#### Materials provided ####

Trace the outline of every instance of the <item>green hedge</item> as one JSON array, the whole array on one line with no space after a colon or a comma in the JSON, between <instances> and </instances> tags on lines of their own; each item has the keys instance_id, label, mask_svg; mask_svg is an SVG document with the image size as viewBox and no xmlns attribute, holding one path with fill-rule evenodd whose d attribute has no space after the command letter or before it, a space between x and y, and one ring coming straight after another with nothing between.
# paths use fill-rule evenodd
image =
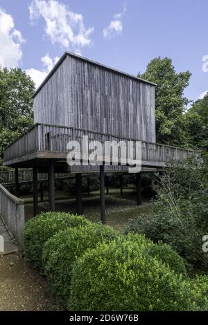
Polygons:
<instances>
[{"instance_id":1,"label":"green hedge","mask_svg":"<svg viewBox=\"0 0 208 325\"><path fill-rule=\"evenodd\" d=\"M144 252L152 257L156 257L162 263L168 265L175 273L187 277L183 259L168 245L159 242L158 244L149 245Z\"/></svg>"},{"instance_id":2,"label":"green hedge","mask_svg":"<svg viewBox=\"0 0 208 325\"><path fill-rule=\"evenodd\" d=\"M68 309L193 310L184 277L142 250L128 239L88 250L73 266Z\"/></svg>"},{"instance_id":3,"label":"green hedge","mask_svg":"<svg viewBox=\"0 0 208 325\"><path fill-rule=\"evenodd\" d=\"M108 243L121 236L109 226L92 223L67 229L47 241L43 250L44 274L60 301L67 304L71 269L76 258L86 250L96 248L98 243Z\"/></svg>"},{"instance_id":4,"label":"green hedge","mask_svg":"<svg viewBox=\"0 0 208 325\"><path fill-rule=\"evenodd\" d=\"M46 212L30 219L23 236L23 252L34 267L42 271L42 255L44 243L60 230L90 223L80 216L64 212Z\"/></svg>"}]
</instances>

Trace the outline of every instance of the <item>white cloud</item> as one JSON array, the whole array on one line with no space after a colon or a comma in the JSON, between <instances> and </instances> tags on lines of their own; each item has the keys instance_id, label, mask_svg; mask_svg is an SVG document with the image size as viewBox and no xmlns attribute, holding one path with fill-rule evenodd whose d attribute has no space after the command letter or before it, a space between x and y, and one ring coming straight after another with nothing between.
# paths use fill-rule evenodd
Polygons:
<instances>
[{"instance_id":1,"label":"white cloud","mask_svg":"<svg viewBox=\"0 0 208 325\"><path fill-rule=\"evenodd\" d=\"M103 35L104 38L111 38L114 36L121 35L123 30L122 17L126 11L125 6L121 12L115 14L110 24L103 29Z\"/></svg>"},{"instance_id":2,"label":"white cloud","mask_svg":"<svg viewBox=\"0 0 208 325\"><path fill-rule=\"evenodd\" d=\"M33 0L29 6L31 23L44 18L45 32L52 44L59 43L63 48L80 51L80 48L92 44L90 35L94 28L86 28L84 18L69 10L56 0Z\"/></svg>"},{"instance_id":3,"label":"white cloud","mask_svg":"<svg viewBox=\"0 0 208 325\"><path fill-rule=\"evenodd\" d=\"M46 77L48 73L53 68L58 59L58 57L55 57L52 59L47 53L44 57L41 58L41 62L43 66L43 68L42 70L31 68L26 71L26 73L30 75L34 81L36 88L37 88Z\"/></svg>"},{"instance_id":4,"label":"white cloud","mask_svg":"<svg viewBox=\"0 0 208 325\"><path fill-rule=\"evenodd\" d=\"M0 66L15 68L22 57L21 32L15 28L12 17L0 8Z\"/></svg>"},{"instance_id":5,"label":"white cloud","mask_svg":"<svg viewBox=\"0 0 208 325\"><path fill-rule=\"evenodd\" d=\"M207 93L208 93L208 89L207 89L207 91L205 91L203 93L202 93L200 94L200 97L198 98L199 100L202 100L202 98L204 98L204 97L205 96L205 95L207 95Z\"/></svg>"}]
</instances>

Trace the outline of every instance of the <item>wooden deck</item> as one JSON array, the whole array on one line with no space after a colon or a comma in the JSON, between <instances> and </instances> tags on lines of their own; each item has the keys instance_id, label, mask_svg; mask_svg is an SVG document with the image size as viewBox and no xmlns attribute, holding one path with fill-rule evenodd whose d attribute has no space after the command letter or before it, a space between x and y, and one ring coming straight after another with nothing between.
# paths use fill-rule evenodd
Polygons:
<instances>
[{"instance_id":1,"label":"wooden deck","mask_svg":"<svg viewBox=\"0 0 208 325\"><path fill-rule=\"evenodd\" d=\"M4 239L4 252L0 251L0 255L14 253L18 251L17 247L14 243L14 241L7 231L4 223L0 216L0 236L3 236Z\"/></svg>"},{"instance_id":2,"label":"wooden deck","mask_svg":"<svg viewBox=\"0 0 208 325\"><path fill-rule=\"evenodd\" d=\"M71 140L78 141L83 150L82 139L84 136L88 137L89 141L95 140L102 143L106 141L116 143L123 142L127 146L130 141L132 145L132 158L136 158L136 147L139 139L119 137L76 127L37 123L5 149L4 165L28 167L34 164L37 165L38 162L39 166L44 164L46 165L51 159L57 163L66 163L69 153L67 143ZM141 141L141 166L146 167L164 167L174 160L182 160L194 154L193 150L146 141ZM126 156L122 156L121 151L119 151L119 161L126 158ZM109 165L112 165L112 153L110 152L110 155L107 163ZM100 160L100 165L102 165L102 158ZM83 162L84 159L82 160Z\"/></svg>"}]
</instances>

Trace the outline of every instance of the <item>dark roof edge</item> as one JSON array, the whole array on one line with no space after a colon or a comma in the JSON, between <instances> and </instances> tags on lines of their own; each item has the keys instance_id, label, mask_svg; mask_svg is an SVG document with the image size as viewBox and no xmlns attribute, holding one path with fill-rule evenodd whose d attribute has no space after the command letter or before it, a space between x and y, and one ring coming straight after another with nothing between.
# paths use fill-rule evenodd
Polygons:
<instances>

####

What to work on:
Render every line of the records above as a JSON list of strings, one string per line, and leave out blank lines and the pictures.

Expected answer:
[
  "Trace the outline of every instance of the <item>green hedge</item> as one JSON array, the whole array on one line with no space after a colon or a comma in the JSON, between <instances> and </instances> tags on lines of their own; each item has the keys instance_id, label, mask_svg; mask_svg is an SVG document with the image size as viewBox and no xmlns attribute, holding one path with fill-rule evenodd whose d attribute has no space after the command letter or before it, a space between x and y, and one ring coming straight after another with nothing between.",
  "# paths use fill-rule evenodd",
  "image =",
  "Polygons:",
  "<instances>",
  "[{\"instance_id\":1,\"label\":\"green hedge\",\"mask_svg\":\"<svg viewBox=\\\"0 0 208 325\\\"><path fill-rule=\\\"evenodd\\\" d=\\\"M144 252L152 257L156 257L162 263L168 265L175 273L187 277L183 259L168 245L159 242L158 244L149 245Z\\\"/></svg>\"},{\"instance_id\":2,\"label\":\"green hedge\",\"mask_svg\":\"<svg viewBox=\\\"0 0 208 325\\\"><path fill-rule=\\\"evenodd\\\" d=\\\"M68 309L193 310L184 277L142 250L128 239L88 250L73 266Z\\\"/></svg>\"},{\"instance_id\":3,\"label\":\"green hedge\",\"mask_svg\":\"<svg viewBox=\\\"0 0 208 325\\\"><path fill-rule=\\\"evenodd\\\" d=\\\"M108 243L121 236L109 226L92 223L67 229L47 241L43 250L44 274L60 301L67 304L71 269L76 258L86 250L96 248L98 243Z\\\"/></svg>\"},{\"instance_id\":4,\"label\":\"green hedge\",\"mask_svg\":\"<svg viewBox=\\\"0 0 208 325\\\"><path fill-rule=\\\"evenodd\\\" d=\\\"M46 212L30 219L23 236L23 252L34 267L42 271L42 255L44 243L60 230L90 223L80 216L64 212Z\\\"/></svg>\"}]",
  "</instances>",
  "Trace the outline of every instance of the <item>white cloud</item> as one JSON array, the whole array on one line with no space after a colon or a comma in the JSON, between <instances> and </instances> tags on lines of their own; each item has the keys instance_id, label, mask_svg; mask_svg is an SVG document with the image size as viewBox and no xmlns attribute, holding one path with fill-rule evenodd whose d attribute has no space after the command letter or before it, a space between x and y, and one ring coming straight after another with nothing between.",
  "# paths use fill-rule evenodd",
  "Polygons:",
  "<instances>",
  "[{\"instance_id\":1,\"label\":\"white cloud\",\"mask_svg\":\"<svg viewBox=\\\"0 0 208 325\\\"><path fill-rule=\\\"evenodd\\\" d=\\\"M103 35L104 38L111 38L114 36L121 35L123 30L122 17L126 11L125 6L121 12L115 14L110 24L103 29Z\\\"/></svg>\"},{\"instance_id\":2,\"label\":\"white cloud\",\"mask_svg\":\"<svg viewBox=\\\"0 0 208 325\\\"><path fill-rule=\\\"evenodd\\\" d=\\\"M33 0L29 6L31 23L44 18L45 32L52 44L59 43L63 48L80 51L80 48L92 44L90 35L94 28L86 28L84 18L69 10L56 0Z\\\"/></svg>\"},{\"instance_id\":3,\"label\":\"white cloud\",\"mask_svg\":\"<svg viewBox=\\\"0 0 208 325\\\"><path fill-rule=\\\"evenodd\\\" d=\\\"M46 77L48 73L53 68L58 59L58 57L55 57L52 59L47 53L44 57L41 58L41 62L43 66L43 68L42 70L31 68L26 71L26 73L30 75L34 81L36 88L37 88Z\\\"/></svg>\"},{\"instance_id\":4,\"label\":\"white cloud\",\"mask_svg\":\"<svg viewBox=\\\"0 0 208 325\\\"><path fill-rule=\\\"evenodd\\\" d=\\\"M0 66L15 68L22 57L21 32L15 28L12 17L0 8Z\\\"/></svg>\"},{\"instance_id\":5,\"label\":\"white cloud\",\"mask_svg\":\"<svg viewBox=\\\"0 0 208 325\\\"><path fill-rule=\\\"evenodd\\\" d=\\\"M207 93L208 93L208 89L207 89L207 91L205 91L203 93L202 93L200 94L200 97L198 98L199 100L202 100L202 98L204 98L204 97L205 96L205 95L207 95Z\\\"/></svg>\"}]",
  "</instances>",
  "Trace the outline of every instance of the <item>wooden deck</item> as one JSON array, the whole array on one line with no space after a colon or a comma in the JSON, between <instances> and </instances> tags on lines of their own; each item has the keys instance_id, label, mask_svg; mask_svg is an SVG document with the image size as viewBox and no xmlns attribute, holding one path with fill-rule evenodd whose d attribute has no space after the command letter or before it, a space between x and y, and one ring coming straight after another with nothing between.",
  "# paths use fill-rule evenodd",
  "Polygons:",
  "<instances>",
  "[{\"instance_id\":1,\"label\":\"wooden deck\",\"mask_svg\":\"<svg viewBox=\\\"0 0 208 325\\\"><path fill-rule=\\\"evenodd\\\" d=\\\"M4 239L4 252L0 251L0 255L14 253L18 251L17 247L14 243L14 241L7 231L4 223L0 216L0 236L3 236Z\\\"/></svg>\"},{\"instance_id\":2,\"label\":\"wooden deck\",\"mask_svg\":\"<svg viewBox=\\\"0 0 208 325\\\"><path fill-rule=\\\"evenodd\\\" d=\\\"M71 140L78 141L83 150L82 139L84 136L88 137L89 141L95 140L102 143L106 141L116 143L123 142L127 146L130 141L132 145L132 158L136 158L136 147L139 139L119 137L76 127L37 123L5 149L4 165L28 167L34 164L37 165L38 162L39 166L44 164L46 165L51 159L57 163L66 163L69 153L67 143ZM141 141L141 166L146 167L164 167L174 160L182 160L194 154L193 150L146 141ZM126 156L122 156L121 151L119 151L119 161L126 158ZM109 165L112 165L112 153L110 152L110 155L107 163ZM100 160L100 165L102 165L102 158ZM83 162L84 159L82 160Z\\\"/></svg>\"}]",
  "</instances>",
  "Trace the outline of every instance of the <item>dark roof edge</item> as one JSON array, the whole array on one line with no space after a colon or a comma in the JSON, between <instances> and </instances> tags on lines of their own; each item has the keys instance_id, label, mask_svg; mask_svg is an SVG document with the image size as viewBox and no xmlns attribute, holding one path with fill-rule evenodd whose d attribute has no space after the command letter or before it, a space between x and y, and one ring coming straight after another with nothing between.",
  "# paths use fill-rule evenodd",
  "Polygons:",
  "<instances>"
]